* PROBLEMS TO SOLVE:
A. In the assignment descriptions, retype the passage from "Discussion Board: Three" up to and including "not fulfill assignment).".
B. According to the assignment descriptions, how many points does a discussion board post graded check + receive?
C. Using the assignment descriptions, explain why each keyword entry is to reflect two or more different understandings of its term.

* QUOTED PASSAGE:
Discussion Board: Three posts (approximately 500 words each) will serve to immerse you in the themes and questions of the course and help you develop ideas for your research project. Prompts for three discussion boards will be posted on the course website as indicated in the schedule below. The board will open at the beginning of the indicated week and close that Friday. Evaluation of posts will include: timeliness, demonstration of understanding of assigned readings, thoughtfulness of ideas and questions posed, and persuasiveness and complexity of the inquiry. These posts will be graded as follows: check + (5 pts-excellent), check (4 pts-good), or check - (3 pts.-does not fulfill assignment).
Take-Home Midterm: You will write two short essays: one in response to questions (pick one of three) that review core concepts and debates; and one that is a draft of your keyword entry.
Keyword Entry: You will craft a keyword entry (approx. 1000 words) for our class-produced Global Asia Illustrated Compendium of Keywords, a collection of vocabulary developed in relation to course concepts, questions, and debates. Keywords are sites of conflict and disagreement, so your entry will reflect two or more different understandings of the world-making term whose histories, usages, and political trajectories you choose to chart. You will be encouraged to be creative in your keyword choice and to work with you research cluster in developing it. You should pick a keyword related to the topic you want to research and explore further in your final paper; in this way, your entry will provide you with ideas and research questions for the final paper. Prompts and examples for this assignment will be posted on the course website and discussed in class. You will complete a first draft of your entry as part of the midterm, receive feedback from your classmates, and then revise your entry.

* RAW DATA:
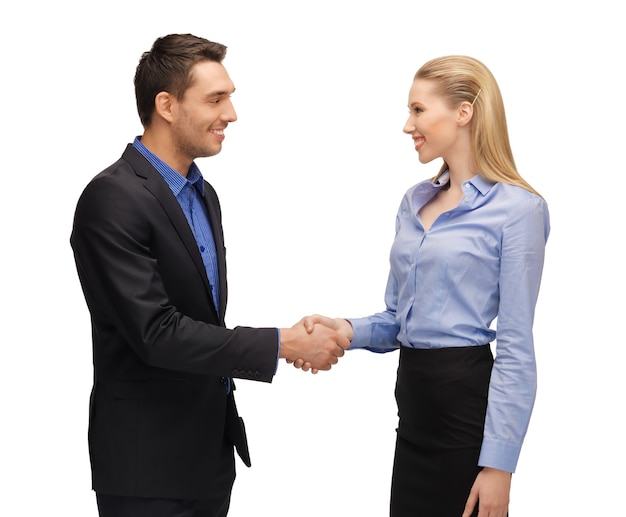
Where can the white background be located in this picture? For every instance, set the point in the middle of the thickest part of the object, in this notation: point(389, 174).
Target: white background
point(309, 179)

* ANSWERS TO THE TASKS:
A.
Discussion Board: Three posts (approximately 500 words each) will serve to immerse you in the themes and questions of the course and help you develop ideas for your research project. Prompts for three discussion boards will be posted on the course website as indicated in the schedule below. The board will open at the beginning of the indicated week and close that Friday. Evaluation of posts will include: timeliness, demonstration of understanding of assigned readings, thoughtfulness of ideas and questions posed, and persuasiveness and complexity of the inquiry. These posts will be graded as follows: check + (5 pts-excellent), check (4 pts-good), or check - (3 pts.-does not fulfill assignment).

B. A check + post receives 5 points.

C. Each entry is to reflect two or more different understandings because keywords are sites of conflict and disagreement.